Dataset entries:
====

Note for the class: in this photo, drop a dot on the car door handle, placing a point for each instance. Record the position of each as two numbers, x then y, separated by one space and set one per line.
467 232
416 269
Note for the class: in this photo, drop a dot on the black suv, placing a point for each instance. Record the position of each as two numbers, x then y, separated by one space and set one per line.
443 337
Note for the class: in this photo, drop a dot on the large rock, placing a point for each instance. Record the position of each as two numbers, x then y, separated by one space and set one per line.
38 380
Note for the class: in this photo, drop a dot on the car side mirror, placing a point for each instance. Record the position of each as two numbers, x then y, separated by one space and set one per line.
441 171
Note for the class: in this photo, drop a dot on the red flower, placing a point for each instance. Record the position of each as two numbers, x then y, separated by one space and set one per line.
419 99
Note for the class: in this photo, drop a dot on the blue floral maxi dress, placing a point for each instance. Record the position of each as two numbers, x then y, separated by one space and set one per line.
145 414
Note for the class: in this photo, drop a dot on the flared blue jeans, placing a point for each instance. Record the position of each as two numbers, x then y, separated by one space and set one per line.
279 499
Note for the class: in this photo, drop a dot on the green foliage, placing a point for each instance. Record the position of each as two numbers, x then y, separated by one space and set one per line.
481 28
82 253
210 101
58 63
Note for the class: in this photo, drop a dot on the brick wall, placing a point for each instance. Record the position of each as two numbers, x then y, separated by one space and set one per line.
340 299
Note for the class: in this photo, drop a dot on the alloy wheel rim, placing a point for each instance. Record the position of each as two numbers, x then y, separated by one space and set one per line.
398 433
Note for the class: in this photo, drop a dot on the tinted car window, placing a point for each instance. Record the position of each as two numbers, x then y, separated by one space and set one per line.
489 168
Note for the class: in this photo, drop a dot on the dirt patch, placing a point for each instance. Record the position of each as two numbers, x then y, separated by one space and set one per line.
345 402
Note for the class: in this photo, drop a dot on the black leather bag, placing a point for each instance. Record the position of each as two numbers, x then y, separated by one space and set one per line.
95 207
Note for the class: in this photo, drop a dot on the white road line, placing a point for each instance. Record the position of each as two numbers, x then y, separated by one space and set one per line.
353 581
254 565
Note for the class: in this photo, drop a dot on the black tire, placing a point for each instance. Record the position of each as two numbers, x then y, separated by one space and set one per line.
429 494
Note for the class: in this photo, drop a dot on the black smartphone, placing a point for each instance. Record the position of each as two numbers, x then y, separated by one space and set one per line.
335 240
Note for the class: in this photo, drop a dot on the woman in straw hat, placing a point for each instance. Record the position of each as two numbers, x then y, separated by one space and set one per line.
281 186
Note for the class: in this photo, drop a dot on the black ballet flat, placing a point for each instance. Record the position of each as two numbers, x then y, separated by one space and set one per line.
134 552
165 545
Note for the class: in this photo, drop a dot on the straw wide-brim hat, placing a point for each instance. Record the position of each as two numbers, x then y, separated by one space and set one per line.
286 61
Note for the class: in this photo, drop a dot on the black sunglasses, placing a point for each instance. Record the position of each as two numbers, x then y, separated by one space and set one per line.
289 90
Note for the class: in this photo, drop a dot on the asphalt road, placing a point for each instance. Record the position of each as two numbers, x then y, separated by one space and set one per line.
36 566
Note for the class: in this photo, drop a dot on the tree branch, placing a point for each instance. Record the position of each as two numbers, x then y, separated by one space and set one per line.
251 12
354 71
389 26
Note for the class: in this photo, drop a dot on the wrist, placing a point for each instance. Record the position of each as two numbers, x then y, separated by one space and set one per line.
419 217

====

**What the exercise asks:** Give back the data above, repeating every record exactly.

**Result of this exercise:**
Note for the class: in this photo, drop a dot on the car door handle, placing a point for each instance. Record the position of each as two numbers, x then y, separated by one space and set one per line.
467 232
416 269
Note for the class: in this photo, drop a dot on the black suv, placing a point for each instance. Record the position of each as two numbers, x then y, separated by one space and set one per line.
443 337
Note for the class: in this photo, drop a dot on the large rock, placing a point for each instance. Record the position of each as two numbers, x then y, separated by one space and set one per line.
38 380
Note for the class: in this photo, drop a dot on the car side mirror, placing a point for each instance. Record the position of each as two numbers, x then y, separated by one space and set one per line.
441 171
Note for the class: in this photo, drop a dot on the red flower, placing a point for each instance. Record the position of each as two numbers, x then y, separated by one space and set one per line.
419 99
Note for the class: in this photo, drop a dot on the blue floral maxi dress, placing a point for each instance. Record the position of each as two numbers, x then y, separated by one space and set one per line.
145 414
Note for the class: in this photo, drop a dot on the flared blue jeans, placing a point for each instance. Record the position of each as two numbers, x then y, separated by one space and set one per line.
279 499
Note for the class: in this photo, drop a dot on the green foliage, placing a point for each instance. Record the position of each as two numbers, x then y, separated by one space and set one per line.
481 28
82 253
210 101
58 63
Note for the class: in this photo, drop a dot on the brick wall, placing a point for each instance. Record the position of each as two numbers, x then y, separated by one space and set one per line.
340 299
Note for the class: in this photo, drop a dot on the alloy wheel rim, placing a point for each instance. Record the position of each as two numbers, x then y, separated by one space and set one per line.
398 433
Note for the class: in this photo, drop a dot on the tinted car window, placing a point for each instance. Record the position of each as two numbers, x then y, separated by one space and set one per line.
489 168
Note for the class: in this photo, drop a dot on the dirt patch, placing a point for each instance. Record the position of each as two numbers, x then y, separated by one space and set one per line.
345 402
Note for the class: in this photo, drop a dot on the black leather bag, placing a point for each instance. Record the position of each as two numbers, x then y, separated by one space and set one per line.
95 207
Note for the class: in this photo, drop a dot on the white road line, placing a point for each instance. Record the position of each as two numbers, x then y, separated by one space and set one per line.
353 581
254 565
Note for the class: in this photo, drop a dot on the black tire, placing a point for each instance. Record the position of each as two numbers, x then y, separated by one space and set one per line.
429 494
Note for the class: in this photo, drop a dot on the black smartphone, placing a point for each instance. Record the position of each as two numbers, x then y, separated by one space and set one per line.
335 240
Note for the class: in this photo, drop a dot on the woman in straw hat, placing a point for each instance. Record the position of each as two numbers, x then y, separated by one space and set one per line.
281 186
Note for the class: in this photo, drop a dot on the black ballet flat, placing a point for each instance. Record the position of each as two numbers, x then y, separated by one space and set one per line.
134 552
165 545
Note for the class: in this photo, drop a dot on the straw wide-brim hat, placing a point for each instance. Record the position of each as two numbers, x then y, separated by one space and set one per line.
286 61
Note for the class: in this photo, drop a dot on the black sunglasses, placing a point for each instance. Record the position of each as two numbers, x then y, separated by one space and set one per line.
289 90
Note for the class: in this photo, drop a dot on the asphalt road, placing a point for each instance. Record the position of each as two numbers, x then y, separated by one space and set one per line.
36 566
Note for the class: in this photo, drop a dot on the tree branch, placing a point for each instance. Record the position of each as two numbers, x then y, separated by one space and set one per line.
251 12
354 71
389 26
Note for the class: in this photo, drop a dot on the wrist, placing a point for each instance. Record the position of each as two numbers, x then y, separated by one space and set one per line.
419 217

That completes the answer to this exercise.